**Using the information**
a – Answer each question from the text on Mariners players in the AFL, one answer per line, marked like the question.
(i) To which city was Chiang traded?
(ii) What was Adam Moore's batting line in the game described?
(iii) What injury had kept Moore off the field before this game?
b – Pick up the text on Mariners players in the AFL after its last sentence and continue it in the same voice.

**Text provided**
Then again the mind loves to wonder. Chiang struggled quiet a bit after the trade to Seattle and with how much he struggled you kind of wonder if there was something more than the normal “social” adjustments. It wouldn’t be the first time that the Mariners attempted to “tweak” or make a mechanical adjustment to a player.
Though it seems silly to suggest that they would go out and acquire someone that had a break through year only to change something….SPECULATION! Anyways, I’m really anxious to see what Chiang does during the AFL and specifically against some of the plus pitching that’s going to be featured.
- Adam Moore, C, 0-5, 3k’s (2 swinging, 1 looking), and 1 RBI
Out of all the young guys playing, I think it’s going to be a toss up between Moore and Hultzen that most fans are interested in during this AFL season. Maybe… that’s giving Moore a bit too much credit. I do realize that more and more the average fan is becoming better educated and I imagine that quiet a few have a decent understanding of at least who Danny Hultzen is and that he has the potential to impact the ball club as soon as next year.
All that to say out of the three that started Moore is a guy that I’m watching closely and while it was the first time he was back on the field since experiencing an extensive tear in his medial meniscus (knee) I can’t say he had results I was quiet hoping for.
Looking to the future, the Mariners need production out of their catcher position. Their projected team, even with a big signing, isn’t equiped to take on any other team in the AL-West while getting negative value out of any position. The Mairners need production out of catcher. And at this point the organizations best bet on that is Adam Moore.
For years the thought was that Adam Moore would get to the big leagues and take over as the every day catcher being more of a hit first, glove second catcher for the organization. He would stick around, at least through his club controlled years and with a little luck possibly he’d be worth keeping around beyond that.

**Material provided**
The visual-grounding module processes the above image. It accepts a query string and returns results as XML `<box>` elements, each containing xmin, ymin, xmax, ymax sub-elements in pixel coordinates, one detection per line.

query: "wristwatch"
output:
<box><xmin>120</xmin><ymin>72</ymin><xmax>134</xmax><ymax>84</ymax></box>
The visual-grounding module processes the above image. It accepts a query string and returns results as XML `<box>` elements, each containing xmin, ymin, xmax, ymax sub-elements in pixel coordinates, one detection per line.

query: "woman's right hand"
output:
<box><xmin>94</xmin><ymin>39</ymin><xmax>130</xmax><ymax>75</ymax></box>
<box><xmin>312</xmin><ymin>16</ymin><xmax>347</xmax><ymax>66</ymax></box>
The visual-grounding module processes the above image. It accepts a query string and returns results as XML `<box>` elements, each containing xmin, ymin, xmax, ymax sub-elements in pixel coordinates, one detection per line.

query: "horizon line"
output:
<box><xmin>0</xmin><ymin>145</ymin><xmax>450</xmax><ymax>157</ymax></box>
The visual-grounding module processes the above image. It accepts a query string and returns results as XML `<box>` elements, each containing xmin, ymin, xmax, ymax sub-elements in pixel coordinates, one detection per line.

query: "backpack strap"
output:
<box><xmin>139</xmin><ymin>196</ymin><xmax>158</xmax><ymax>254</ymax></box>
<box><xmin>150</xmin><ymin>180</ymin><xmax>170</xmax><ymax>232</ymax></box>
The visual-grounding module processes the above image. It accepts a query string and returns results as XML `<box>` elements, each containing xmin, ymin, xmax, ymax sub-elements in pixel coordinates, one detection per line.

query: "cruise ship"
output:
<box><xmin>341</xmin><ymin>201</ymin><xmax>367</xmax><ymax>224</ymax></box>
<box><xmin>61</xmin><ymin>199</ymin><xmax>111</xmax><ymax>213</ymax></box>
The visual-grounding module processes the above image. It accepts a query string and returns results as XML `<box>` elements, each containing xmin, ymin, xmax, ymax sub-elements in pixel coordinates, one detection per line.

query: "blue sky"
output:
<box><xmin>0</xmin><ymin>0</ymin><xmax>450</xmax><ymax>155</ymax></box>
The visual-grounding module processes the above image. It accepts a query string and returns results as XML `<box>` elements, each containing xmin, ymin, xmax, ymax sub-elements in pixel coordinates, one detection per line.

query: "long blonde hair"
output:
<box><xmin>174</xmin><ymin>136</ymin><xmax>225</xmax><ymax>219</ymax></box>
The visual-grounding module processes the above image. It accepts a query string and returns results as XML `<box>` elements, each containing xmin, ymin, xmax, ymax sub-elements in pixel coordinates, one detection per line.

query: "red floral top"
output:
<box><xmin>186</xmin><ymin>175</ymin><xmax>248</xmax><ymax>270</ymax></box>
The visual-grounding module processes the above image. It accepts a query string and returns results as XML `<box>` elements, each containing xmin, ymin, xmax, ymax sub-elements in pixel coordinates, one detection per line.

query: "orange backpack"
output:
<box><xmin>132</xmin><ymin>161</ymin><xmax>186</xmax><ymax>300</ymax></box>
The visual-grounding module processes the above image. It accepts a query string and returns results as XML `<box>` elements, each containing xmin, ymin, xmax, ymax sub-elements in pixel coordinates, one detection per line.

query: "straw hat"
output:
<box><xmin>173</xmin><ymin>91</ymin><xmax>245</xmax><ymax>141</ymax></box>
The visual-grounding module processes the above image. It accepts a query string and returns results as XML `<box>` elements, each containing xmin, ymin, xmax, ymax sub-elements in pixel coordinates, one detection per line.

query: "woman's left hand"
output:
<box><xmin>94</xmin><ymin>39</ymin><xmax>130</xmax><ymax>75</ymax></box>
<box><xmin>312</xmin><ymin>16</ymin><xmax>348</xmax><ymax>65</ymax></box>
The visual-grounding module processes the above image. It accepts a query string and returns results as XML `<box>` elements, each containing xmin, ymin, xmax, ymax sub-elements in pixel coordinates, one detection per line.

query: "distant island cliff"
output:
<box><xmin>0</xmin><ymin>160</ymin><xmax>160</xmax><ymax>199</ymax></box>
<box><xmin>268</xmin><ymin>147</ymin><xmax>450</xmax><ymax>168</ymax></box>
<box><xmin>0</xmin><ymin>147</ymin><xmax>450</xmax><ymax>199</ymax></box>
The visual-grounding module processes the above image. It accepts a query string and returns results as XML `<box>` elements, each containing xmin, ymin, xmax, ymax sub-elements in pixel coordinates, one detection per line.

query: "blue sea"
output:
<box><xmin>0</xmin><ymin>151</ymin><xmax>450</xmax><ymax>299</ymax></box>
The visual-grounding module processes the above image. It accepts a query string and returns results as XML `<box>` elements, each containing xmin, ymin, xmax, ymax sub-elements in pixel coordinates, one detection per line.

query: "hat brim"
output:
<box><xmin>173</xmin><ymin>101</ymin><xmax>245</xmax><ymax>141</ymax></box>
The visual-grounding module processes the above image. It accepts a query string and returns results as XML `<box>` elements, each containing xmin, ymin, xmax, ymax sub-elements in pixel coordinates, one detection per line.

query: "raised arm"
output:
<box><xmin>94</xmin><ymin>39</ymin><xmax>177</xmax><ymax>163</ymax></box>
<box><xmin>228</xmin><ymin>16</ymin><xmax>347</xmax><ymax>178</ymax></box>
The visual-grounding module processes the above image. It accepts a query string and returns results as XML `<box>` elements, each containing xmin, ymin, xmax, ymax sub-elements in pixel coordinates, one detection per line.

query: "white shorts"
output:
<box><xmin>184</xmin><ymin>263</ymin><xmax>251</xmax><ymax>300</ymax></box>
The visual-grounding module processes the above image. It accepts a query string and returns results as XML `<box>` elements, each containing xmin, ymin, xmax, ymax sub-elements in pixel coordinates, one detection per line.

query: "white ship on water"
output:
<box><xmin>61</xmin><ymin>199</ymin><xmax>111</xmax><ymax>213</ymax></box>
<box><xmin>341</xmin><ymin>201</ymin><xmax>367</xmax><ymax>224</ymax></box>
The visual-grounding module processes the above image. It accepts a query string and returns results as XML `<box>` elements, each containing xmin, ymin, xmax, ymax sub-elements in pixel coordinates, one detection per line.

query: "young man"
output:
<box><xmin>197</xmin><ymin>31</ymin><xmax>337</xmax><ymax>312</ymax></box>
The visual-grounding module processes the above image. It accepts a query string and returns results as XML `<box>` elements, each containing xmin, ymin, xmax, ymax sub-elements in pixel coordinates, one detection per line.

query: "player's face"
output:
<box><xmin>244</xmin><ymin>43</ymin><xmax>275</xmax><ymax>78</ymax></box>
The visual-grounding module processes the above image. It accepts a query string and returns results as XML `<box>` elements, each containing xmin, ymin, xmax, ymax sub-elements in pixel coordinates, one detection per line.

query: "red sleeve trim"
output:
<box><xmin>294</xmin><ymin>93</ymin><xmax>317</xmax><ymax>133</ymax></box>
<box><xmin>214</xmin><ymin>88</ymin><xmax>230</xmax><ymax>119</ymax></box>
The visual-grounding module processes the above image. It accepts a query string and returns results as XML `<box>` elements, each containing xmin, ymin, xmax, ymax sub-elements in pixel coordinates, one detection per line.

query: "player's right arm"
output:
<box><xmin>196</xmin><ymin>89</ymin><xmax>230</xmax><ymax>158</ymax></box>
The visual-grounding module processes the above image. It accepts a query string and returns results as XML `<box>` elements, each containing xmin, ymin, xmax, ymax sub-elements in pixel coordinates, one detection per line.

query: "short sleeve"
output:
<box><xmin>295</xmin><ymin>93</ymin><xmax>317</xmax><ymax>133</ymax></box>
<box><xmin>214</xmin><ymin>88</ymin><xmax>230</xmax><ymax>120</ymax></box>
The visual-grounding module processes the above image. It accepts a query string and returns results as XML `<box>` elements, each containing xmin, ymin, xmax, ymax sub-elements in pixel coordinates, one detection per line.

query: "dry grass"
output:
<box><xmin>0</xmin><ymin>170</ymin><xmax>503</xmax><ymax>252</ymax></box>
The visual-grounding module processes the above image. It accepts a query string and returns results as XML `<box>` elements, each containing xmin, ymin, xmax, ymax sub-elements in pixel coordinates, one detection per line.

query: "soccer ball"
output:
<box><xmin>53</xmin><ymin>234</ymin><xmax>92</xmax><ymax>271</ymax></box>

**Answers for the exercise**
a –
(i) Seattle.
(ii) 0-5 with three strikeouts (two swinging, one looking) and one RBI.
(iii) An extensive tear in the medial meniscus of his knee.

b –
Now, after having surgery, most fans just hope that he can stick behind the plate. The injury itself doesn’t really jepordize his position so much as the extent of the damage. Which was called by doctors to be rather significant. That said back in 2004, Twins youngster Joe Maurer experienced and had the same injury and surgery as Moore and was able to come back and stick in the position. Outside of Mauer I can’t think of a lot of other catchers experiencing a meniscus tear, then again my memory sucks.
I still have a little bit of hope that I’ve cut out into a neat little cake shape in the hopes that Moore returns this season and becomes a much needed figure behind the plate in 2012. I realize that such asperations are probably best reserved for night time slumber…
Looking towards the next few days, we should see a few the Mariners pitchers make their AFL debut, specifically Danny Hultzen. I could have sworn I saw somewhere that Hultzen makes his debut Friday night but I can’t find the source for that thought. So if someone wants to point it out, that would be grand.
I’m going to be watching the AFL quiet a bit over the next month, so I’ll be bringing up thoughts as they come. Hopefully it won’t be as long as drawn out as this post. At least, I hope for all your sakes.